### SUPPLIED PASSAGE
She also has 3 lovebirds that are together in a cage- one is black mask and two cobalt, absolutely beautiful!! and two Crimson Conures she was intending to breed. I wish I could save them all! They are located in Painesville Ohio and if anyone is interested in more information please ask!! I have some pictures I snapped on my phone from Tuesday but they are very poor quality, I will be taking my Camera with me tomorrow so I can post pictures here and other places to try and help her and them.


----------



## FaeryBee (May 9, 2011)

*Lacey,

It's wonderful you are able to rescue the Senegal and the African Grey and are looking to help the owner find homes for her other birds. That is very kind of you. :hug:

I've found there are several (61) Bird rescue organizations in Ohio.
I've attached the link in case you or the birds' owner wish to contact any of them for assistance.

Ohio Bird Rescue Groups*


----------



## Laceychica (Aug 19, 2015)

Thank you very much!


----------



## RavensGryf (May 8, 2015)

Wonderful news Lacey from a fellow parrot person ! I'm sure these guys are thankful for the attention they'll be getting, and will thrive with your loving care.


----------



## chirper (Dec 29, 2014)
######
- [WRITTEN EXERCISE 1] Add 3 to every pixel coordinate in the answers of the listing below, and reproduce those lines with their requests included. Begin at the line that contains "of the rouses" and stop after the line that contains "(1098, 141)".
### RECORDS FOR PROCESSING
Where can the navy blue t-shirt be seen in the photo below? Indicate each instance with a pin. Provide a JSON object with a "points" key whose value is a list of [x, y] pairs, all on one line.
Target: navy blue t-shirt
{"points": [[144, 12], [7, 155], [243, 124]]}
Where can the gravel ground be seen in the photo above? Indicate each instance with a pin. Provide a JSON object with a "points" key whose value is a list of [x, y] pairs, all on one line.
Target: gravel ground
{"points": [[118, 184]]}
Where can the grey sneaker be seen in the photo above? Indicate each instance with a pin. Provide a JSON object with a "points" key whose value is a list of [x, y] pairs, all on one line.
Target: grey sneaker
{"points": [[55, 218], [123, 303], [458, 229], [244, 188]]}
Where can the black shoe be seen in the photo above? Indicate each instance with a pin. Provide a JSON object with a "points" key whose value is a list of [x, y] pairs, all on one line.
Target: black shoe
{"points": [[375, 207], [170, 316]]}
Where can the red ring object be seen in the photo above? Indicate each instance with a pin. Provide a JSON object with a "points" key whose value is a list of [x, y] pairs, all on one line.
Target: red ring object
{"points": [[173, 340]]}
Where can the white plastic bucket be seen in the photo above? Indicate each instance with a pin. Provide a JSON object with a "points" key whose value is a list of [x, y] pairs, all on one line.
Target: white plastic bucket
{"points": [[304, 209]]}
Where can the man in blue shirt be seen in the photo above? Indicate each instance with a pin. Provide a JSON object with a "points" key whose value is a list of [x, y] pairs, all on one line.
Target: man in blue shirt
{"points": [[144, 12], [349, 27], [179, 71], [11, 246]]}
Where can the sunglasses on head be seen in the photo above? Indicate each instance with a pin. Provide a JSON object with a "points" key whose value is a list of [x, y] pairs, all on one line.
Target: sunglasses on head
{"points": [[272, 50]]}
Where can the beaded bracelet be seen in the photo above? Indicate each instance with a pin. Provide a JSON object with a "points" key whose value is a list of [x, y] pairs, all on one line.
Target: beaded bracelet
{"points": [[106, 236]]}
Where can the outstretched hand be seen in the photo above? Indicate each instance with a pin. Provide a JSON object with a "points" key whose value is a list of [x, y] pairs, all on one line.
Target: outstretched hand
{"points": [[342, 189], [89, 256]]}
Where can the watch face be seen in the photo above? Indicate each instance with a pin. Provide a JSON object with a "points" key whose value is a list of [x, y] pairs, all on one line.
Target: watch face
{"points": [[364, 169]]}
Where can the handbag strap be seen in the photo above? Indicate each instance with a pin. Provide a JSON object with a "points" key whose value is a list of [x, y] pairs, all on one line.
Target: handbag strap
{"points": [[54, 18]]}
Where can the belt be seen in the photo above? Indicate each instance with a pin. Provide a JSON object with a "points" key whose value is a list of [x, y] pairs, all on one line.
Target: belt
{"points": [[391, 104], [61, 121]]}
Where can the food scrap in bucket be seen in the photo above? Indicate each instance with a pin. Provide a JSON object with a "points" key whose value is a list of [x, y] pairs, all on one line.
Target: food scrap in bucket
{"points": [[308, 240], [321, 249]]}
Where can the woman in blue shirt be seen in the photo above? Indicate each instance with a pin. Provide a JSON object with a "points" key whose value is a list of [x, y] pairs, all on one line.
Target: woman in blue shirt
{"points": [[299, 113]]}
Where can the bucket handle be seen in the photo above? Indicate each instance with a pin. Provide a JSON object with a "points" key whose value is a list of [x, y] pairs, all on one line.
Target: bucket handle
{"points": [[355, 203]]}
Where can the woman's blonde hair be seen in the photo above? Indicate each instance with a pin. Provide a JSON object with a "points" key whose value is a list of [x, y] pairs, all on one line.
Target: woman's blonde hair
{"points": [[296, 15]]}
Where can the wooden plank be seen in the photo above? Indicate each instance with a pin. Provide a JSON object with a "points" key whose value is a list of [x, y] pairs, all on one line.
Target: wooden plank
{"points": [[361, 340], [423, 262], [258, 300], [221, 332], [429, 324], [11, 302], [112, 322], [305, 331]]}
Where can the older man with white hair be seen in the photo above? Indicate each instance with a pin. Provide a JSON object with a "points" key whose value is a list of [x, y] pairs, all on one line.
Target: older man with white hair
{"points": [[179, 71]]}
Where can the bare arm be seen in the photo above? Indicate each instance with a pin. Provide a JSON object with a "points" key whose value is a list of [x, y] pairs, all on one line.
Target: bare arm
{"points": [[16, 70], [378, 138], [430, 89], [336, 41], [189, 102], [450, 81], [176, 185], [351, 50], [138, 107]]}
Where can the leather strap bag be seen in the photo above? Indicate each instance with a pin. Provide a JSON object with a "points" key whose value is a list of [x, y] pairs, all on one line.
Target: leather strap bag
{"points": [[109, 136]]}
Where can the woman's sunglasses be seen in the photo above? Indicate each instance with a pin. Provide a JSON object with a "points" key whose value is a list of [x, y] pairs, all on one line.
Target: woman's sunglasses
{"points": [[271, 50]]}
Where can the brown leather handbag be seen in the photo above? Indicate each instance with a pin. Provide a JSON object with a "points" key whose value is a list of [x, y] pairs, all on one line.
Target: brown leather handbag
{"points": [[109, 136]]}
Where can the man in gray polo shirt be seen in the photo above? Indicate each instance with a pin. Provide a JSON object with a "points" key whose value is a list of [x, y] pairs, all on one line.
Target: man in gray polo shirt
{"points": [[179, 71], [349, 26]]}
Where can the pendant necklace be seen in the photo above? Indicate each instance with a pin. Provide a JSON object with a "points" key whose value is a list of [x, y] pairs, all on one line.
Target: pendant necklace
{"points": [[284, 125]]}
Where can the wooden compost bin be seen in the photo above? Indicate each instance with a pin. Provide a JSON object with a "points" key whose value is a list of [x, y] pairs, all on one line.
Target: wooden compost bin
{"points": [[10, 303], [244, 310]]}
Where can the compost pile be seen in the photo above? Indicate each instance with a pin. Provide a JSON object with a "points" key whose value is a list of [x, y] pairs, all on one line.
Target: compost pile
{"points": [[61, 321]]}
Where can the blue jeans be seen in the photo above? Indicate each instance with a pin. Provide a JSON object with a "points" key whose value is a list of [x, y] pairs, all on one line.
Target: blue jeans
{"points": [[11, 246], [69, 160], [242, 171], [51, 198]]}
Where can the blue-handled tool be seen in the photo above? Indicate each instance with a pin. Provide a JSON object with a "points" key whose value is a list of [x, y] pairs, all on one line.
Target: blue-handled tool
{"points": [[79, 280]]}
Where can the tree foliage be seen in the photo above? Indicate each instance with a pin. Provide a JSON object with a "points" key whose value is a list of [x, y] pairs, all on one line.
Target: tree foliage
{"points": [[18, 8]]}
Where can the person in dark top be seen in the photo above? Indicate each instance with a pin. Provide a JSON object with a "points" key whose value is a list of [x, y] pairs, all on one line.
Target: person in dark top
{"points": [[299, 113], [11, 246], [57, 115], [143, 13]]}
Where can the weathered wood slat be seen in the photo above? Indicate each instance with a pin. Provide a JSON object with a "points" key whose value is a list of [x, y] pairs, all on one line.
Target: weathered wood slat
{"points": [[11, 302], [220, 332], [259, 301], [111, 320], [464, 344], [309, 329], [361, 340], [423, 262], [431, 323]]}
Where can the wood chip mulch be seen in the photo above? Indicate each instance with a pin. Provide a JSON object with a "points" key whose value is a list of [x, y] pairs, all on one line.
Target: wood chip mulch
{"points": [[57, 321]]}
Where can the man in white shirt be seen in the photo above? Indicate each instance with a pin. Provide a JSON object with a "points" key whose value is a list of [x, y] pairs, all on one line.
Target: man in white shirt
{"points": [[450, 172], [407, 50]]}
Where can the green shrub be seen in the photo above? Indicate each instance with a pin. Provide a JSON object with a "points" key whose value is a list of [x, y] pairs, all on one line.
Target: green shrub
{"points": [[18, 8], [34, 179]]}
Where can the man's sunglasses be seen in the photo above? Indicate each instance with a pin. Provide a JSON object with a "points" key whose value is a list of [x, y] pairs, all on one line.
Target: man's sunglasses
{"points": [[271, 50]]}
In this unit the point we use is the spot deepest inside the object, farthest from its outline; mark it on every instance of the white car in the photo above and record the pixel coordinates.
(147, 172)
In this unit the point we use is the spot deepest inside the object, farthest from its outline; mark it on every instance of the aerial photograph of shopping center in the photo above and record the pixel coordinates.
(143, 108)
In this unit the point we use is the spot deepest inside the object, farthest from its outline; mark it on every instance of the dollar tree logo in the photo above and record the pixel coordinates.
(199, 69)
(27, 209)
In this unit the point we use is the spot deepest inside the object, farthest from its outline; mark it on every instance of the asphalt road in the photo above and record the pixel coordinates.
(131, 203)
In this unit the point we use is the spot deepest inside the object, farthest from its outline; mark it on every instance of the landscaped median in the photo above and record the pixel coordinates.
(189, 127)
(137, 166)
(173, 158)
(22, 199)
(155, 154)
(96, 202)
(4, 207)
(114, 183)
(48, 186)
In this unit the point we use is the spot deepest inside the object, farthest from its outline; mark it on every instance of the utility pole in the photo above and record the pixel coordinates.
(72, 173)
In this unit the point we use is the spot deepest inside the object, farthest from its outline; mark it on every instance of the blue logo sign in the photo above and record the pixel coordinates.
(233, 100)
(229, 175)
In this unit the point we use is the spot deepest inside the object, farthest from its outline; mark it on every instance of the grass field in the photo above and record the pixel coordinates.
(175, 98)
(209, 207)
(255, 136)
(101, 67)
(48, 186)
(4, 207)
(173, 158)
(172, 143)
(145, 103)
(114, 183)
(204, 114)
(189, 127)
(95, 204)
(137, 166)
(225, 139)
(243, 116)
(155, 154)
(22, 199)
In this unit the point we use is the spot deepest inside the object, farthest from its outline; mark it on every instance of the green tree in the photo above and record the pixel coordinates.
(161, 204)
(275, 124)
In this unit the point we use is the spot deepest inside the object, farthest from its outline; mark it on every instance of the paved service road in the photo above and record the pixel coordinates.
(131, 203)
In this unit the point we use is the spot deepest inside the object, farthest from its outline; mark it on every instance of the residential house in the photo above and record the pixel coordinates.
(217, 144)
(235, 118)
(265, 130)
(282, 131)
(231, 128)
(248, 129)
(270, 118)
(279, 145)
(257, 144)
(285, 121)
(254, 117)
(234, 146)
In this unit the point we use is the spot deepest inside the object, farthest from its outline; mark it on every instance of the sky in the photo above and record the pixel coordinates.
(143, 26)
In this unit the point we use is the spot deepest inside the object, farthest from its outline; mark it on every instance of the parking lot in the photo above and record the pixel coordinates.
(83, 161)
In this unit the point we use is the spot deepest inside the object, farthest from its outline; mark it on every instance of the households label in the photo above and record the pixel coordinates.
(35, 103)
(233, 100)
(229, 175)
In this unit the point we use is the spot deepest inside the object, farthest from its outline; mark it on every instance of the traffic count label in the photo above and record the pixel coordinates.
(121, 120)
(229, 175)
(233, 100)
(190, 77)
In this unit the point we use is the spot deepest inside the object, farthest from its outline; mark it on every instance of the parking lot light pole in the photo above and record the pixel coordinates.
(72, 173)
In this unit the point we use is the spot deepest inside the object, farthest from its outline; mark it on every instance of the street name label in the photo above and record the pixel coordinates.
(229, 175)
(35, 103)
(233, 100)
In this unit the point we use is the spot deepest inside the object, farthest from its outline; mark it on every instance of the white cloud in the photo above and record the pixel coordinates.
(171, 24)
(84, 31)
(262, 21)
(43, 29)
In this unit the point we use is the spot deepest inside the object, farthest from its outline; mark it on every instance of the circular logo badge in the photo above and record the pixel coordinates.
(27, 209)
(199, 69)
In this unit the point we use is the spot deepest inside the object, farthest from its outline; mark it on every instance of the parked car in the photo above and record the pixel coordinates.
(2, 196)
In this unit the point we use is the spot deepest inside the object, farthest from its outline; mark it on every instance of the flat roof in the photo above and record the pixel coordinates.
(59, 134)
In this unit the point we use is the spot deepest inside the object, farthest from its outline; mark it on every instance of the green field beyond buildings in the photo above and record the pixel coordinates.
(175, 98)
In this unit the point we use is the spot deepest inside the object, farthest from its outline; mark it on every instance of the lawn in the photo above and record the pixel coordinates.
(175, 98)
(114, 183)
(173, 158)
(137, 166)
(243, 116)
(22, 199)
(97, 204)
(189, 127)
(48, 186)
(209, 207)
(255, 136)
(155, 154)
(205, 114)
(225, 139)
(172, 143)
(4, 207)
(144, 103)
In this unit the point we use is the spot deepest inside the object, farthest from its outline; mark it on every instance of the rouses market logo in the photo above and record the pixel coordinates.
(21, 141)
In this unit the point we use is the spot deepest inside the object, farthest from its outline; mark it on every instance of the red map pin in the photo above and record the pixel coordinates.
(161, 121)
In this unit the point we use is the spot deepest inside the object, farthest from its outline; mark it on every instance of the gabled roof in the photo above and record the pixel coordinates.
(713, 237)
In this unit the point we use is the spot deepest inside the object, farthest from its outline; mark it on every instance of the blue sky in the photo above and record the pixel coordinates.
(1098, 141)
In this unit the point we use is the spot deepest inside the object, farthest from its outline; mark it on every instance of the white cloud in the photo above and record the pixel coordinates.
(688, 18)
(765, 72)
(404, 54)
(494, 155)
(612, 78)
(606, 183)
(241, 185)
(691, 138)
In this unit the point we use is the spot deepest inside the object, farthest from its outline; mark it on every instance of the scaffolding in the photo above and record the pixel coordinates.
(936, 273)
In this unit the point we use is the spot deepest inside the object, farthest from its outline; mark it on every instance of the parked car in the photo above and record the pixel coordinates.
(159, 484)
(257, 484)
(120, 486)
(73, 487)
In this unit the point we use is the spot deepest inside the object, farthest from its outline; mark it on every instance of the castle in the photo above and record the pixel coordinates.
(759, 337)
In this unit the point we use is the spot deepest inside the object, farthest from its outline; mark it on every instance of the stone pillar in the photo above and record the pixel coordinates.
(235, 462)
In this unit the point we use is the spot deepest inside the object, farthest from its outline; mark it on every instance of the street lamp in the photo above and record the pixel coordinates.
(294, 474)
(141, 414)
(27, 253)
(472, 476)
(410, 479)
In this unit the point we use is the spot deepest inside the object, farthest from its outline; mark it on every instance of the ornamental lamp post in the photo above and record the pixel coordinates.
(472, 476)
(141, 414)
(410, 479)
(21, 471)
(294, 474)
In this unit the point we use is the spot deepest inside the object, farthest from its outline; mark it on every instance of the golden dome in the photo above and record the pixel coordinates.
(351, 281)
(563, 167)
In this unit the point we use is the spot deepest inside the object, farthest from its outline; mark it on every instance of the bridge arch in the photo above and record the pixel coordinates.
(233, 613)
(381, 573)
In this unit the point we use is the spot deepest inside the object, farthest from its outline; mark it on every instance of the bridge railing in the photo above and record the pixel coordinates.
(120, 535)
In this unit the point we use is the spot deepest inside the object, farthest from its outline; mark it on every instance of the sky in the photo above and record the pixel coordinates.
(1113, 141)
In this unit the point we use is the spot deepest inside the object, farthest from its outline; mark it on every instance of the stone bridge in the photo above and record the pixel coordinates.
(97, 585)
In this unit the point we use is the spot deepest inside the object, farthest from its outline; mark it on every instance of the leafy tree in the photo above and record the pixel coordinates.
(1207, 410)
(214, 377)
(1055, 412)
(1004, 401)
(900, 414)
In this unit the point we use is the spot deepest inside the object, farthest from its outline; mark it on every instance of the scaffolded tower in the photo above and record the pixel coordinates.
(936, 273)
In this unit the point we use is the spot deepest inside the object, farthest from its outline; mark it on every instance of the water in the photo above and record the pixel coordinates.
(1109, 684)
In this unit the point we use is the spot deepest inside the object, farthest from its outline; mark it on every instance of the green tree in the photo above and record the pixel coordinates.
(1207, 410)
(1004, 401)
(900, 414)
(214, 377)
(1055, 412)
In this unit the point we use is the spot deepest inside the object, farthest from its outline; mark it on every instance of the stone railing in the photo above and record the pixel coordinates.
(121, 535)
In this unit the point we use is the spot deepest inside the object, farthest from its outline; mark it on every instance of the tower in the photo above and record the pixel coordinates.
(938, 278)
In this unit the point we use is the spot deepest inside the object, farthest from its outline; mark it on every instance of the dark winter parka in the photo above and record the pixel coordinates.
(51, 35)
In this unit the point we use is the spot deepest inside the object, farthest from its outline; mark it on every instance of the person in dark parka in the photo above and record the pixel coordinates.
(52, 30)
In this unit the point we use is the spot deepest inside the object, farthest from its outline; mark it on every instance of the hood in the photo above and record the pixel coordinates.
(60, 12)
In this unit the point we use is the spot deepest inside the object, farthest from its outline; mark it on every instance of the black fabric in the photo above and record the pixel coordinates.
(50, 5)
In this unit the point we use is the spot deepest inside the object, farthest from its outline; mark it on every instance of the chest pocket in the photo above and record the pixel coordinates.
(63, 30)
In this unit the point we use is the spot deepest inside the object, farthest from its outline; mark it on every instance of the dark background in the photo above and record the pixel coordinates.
######
- [WRITTEN EXERCISE 2] Supply the next part of the forum thread about rehoming the Painesville birds, continuing from its last line.

- [EXERCISE ANSWER 1]
In this unit the point we use is the spot deepest inside the object, farthest from its outline; mark it on every instance of the rouses market logo in the photo above and record the pixel coordinates.
(24, 144)
In this unit the point we use is the spot deepest inside the object, farthest from its outline; mark it on every instance of the red map pin in the photo above and record the pixel coordinates.
(164, 124)
In this unit the point we use is the spot deepest inside the object, farthest from its outline; mark it on every instance of the gabled roof in the photo above and record the pixel coordinates.
(716, 240)
In this unit the point we use is the spot deepest inside the object, farthest from its outline; mark it on every instance of the blue sky in the photo above and record the pixel coordinates.
(1101, 144)

- [EXERCISE ANSWER 2]
That's very kind of you


----------



## StarlingWings (Mar 15, 2013)

That's wonderful news, Lacey! I can't wait to meet them and I hope the others find good homes, too


----------



## aluz (Jul 24, 2011)

It's great that you will be adopting these parrots in need of a new loving home and hope they will soon flourish and grow back their feathers. 
Best of luck with everything and here's to hoping the other birds are adopted by good and capable people!


----------



## Budget baby (Jan 1, 2013)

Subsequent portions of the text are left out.